----- Given records -----

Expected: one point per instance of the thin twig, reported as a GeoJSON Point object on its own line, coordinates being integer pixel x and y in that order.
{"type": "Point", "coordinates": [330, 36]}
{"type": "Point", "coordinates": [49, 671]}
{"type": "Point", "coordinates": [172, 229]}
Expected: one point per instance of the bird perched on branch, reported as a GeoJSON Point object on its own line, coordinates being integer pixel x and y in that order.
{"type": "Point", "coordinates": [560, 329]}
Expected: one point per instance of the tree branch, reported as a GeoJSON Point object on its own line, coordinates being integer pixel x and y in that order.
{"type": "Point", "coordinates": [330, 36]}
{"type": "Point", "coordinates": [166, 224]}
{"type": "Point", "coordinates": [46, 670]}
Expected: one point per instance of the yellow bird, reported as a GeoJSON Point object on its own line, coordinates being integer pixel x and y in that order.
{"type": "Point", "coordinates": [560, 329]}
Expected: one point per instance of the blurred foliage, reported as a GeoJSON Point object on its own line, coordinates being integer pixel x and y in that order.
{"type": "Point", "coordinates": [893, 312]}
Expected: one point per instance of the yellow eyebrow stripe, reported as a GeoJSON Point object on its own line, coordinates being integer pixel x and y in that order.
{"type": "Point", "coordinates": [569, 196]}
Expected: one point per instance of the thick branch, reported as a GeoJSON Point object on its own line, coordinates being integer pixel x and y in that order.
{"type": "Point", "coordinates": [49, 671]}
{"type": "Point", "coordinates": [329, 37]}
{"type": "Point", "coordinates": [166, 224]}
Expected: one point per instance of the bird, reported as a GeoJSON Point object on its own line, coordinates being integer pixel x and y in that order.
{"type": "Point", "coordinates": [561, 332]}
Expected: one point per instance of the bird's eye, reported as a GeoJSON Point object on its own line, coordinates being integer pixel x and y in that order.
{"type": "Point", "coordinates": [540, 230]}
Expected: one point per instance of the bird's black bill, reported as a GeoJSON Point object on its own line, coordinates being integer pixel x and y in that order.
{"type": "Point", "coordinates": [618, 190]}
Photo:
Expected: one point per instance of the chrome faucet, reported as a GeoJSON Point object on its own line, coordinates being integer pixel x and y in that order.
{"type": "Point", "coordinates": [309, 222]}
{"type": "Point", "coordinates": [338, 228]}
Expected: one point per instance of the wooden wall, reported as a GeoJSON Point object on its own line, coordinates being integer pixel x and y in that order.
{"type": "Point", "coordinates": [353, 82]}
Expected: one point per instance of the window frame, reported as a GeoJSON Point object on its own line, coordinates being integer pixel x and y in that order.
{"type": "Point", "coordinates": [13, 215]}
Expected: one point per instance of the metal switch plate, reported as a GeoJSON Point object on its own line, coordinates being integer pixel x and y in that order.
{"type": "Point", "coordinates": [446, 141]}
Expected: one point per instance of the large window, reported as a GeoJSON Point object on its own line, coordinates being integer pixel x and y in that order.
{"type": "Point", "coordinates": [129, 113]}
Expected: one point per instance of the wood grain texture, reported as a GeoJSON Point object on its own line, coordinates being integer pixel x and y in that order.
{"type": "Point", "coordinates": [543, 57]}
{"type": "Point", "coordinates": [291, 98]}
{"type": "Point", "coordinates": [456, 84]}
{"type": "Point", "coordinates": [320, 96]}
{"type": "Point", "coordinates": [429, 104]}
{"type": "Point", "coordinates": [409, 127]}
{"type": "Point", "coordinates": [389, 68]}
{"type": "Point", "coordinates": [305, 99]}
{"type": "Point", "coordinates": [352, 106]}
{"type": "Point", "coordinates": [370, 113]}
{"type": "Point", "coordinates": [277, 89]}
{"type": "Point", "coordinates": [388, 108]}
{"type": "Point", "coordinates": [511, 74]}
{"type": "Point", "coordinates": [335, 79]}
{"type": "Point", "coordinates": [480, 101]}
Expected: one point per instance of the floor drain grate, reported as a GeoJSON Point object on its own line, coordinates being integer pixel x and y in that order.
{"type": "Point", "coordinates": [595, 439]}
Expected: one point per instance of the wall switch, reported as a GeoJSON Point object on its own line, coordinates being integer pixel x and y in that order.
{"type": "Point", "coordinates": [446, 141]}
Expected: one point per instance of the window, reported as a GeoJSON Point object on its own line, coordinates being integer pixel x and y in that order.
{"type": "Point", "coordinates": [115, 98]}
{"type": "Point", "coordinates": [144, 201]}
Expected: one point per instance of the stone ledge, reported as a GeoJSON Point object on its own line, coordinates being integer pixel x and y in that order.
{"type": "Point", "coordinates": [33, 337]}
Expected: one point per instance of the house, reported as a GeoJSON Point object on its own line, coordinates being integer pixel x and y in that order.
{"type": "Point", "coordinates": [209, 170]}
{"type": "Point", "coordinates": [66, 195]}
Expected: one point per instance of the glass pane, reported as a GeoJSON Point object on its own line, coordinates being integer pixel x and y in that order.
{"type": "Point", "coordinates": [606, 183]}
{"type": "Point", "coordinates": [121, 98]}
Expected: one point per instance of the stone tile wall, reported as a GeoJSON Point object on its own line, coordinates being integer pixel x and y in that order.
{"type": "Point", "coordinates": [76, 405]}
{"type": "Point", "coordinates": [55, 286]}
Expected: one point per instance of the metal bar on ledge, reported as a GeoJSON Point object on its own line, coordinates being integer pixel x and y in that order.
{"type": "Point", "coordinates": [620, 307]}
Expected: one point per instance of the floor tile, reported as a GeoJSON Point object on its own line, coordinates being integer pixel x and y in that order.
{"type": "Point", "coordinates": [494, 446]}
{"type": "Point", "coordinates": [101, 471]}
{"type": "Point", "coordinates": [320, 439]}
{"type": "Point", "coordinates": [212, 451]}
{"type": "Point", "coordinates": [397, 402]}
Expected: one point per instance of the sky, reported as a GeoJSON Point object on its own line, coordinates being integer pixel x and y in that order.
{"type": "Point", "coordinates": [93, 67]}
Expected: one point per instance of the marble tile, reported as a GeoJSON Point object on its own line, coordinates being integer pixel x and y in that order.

-----

Reproduce all of the data above, putting "whole-number pixel" in place of "integer pixel" and changing nothing else.

Expected: one point per instance of the thin twig, reported as a GeoJSON Point object on its own line, coordinates being whole-number pixel x and y in that order.
{"type": "Point", "coordinates": [330, 36]}
{"type": "Point", "coordinates": [49, 671]}
{"type": "Point", "coordinates": [172, 229]}
Expected: one point per instance of the bird perched on branch, reported as a GeoJSON Point object on its own line, coordinates being whole-number pixel x and y in that order.
{"type": "Point", "coordinates": [560, 329]}
Expected: one point per instance of the tree branch, reported as a GeoJSON Point object on its own line, coordinates being whole-number pixel x and y in that order.
{"type": "Point", "coordinates": [330, 36]}
{"type": "Point", "coordinates": [166, 224]}
{"type": "Point", "coordinates": [46, 670]}
Expected: one point per instance of the yellow bird, reported as a GeoJSON Point object on its own line, coordinates being whole-number pixel x and y in that order.
{"type": "Point", "coordinates": [560, 329]}
Expected: one point per instance of the blurred foliage, reported as a GeoJSON Point object on its own line, coordinates being whole-number pixel x and y in that order.
{"type": "Point", "coordinates": [893, 312]}
Expected: one point per instance of the yellow eyebrow stripe, reported as a GeoJSON Point object on its own line, coordinates being whole-number pixel x and y in that order.
{"type": "Point", "coordinates": [569, 196]}
Expected: one point per instance of the thick branch, reported as a GeoJSON Point object on its own line, coordinates being whole-number pixel x and y in that order.
{"type": "Point", "coordinates": [49, 671]}
{"type": "Point", "coordinates": [329, 37]}
{"type": "Point", "coordinates": [166, 224]}
Expected: one point per instance of the bird, reported as a GeoJSON Point object on its own line, coordinates being whole-number pixel x and y in that order.
{"type": "Point", "coordinates": [561, 332]}
Expected: one point per instance of the bird's eye, reported as a GeoJSON Point object on its own line, coordinates being whole-number pixel x and y in that order.
{"type": "Point", "coordinates": [540, 230]}
Expected: one point per instance of the bird's black bill, reported as a GeoJSON Point object on its own line, coordinates being whole-number pixel x and y in that order.
{"type": "Point", "coordinates": [618, 190]}
Photo:
Expected: one point per instance of the chrome faucet, reported as a GeoJSON Point object on its own line, coordinates being whole-number pixel x and y in that order.
{"type": "Point", "coordinates": [309, 222]}
{"type": "Point", "coordinates": [338, 228]}
Expected: one point per instance of the wooden wall, reported as a GeoJSON Point object on its own line, coordinates being whole-number pixel x and y in that order.
{"type": "Point", "coordinates": [353, 82]}
Expected: one point per instance of the window frame, reported as a GeoJSON Point object on its own line, coordinates being whole-number pixel x and y in that order.
{"type": "Point", "coordinates": [13, 215]}
Expected: one point per instance of the metal switch plate, reported as a GeoJSON Point object on its own line, coordinates being whole-number pixel x and y in that order.
{"type": "Point", "coordinates": [446, 141]}
Expected: one point per instance of the large window, reported as a GeoJSON Point object on its own line, coordinates being whole-number pixel x and y in that order.
{"type": "Point", "coordinates": [129, 113]}
Expected: one point per instance of the wood grain texture, reported as a GeoJSON Point object on its own line, coordinates being whole-number pixel x and y in that order.
{"type": "Point", "coordinates": [543, 57]}
{"type": "Point", "coordinates": [291, 98]}
{"type": "Point", "coordinates": [456, 84]}
{"type": "Point", "coordinates": [320, 96]}
{"type": "Point", "coordinates": [429, 104]}
{"type": "Point", "coordinates": [409, 127]}
{"type": "Point", "coordinates": [389, 68]}
{"type": "Point", "coordinates": [305, 99]}
{"type": "Point", "coordinates": [352, 106]}
{"type": "Point", "coordinates": [370, 113]}
{"type": "Point", "coordinates": [277, 89]}
{"type": "Point", "coordinates": [388, 108]}
{"type": "Point", "coordinates": [511, 74]}
{"type": "Point", "coordinates": [335, 79]}
{"type": "Point", "coordinates": [480, 101]}
Expected: one point per instance of the floor drain grate, reported as a GeoJSON Point object on its own line, coordinates being whole-number pixel x and y in that order.
{"type": "Point", "coordinates": [595, 439]}
Expected: one point per instance of the wall switch, reported as a GeoJSON Point object on its own line, coordinates being whole-number pixel x and y in that order.
{"type": "Point", "coordinates": [446, 141]}
Expected: one point per instance of the window, reported as a GeoJSON Point object on its own line, coordinates being whole-number pixel x and y in that order.
{"type": "Point", "coordinates": [115, 98]}
{"type": "Point", "coordinates": [144, 201]}
Expected: one point per instance of the stone ledge, reported as a GeoJSON Point object on its own line, coordinates being whole-number pixel x and y in that order.
{"type": "Point", "coordinates": [33, 337]}
Expected: one point per instance of the house, reported as a GeoJSON Point object on its own line, coordinates being whole-number pixel x and y in that order.
{"type": "Point", "coordinates": [209, 170]}
{"type": "Point", "coordinates": [66, 195]}
Expected: one point per instance of the glass pane, reported as a GeoJSON Point object on its own line, coordinates being whole-number pixel x and y in that order.
{"type": "Point", "coordinates": [606, 183]}
{"type": "Point", "coordinates": [121, 98]}
Expected: one point per instance of the stone tile wall, reported as a GeoJSON Point object on its own line, coordinates being whole-number pixel x and y in that order.
{"type": "Point", "coordinates": [76, 405]}
{"type": "Point", "coordinates": [55, 286]}
Expected: one point per instance of the metal bar on ledge, reported as a GeoJSON Point object on its own line, coordinates being whole-number pixel x and y in that order.
{"type": "Point", "coordinates": [620, 307]}
Expected: one point per instance of the floor tile, reported as a GeoJSON Point object on its own line, coordinates being whole-number pixel x and y in that order.
{"type": "Point", "coordinates": [494, 446]}
{"type": "Point", "coordinates": [101, 471]}
{"type": "Point", "coordinates": [320, 439]}
{"type": "Point", "coordinates": [212, 451]}
{"type": "Point", "coordinates": [397, 402]}
Expected: one point per instance of the sky, reported as a GeoJSON Point object on its own line, coordinates being whole-number pixel x and y in that order.
{"type": "Point", "coordinates": [93, 67]}
Expected: one point per instance of the marble tile, reported as a GeoJSON Point object on its own line, coordinates being whole-number pixel x and y in that order.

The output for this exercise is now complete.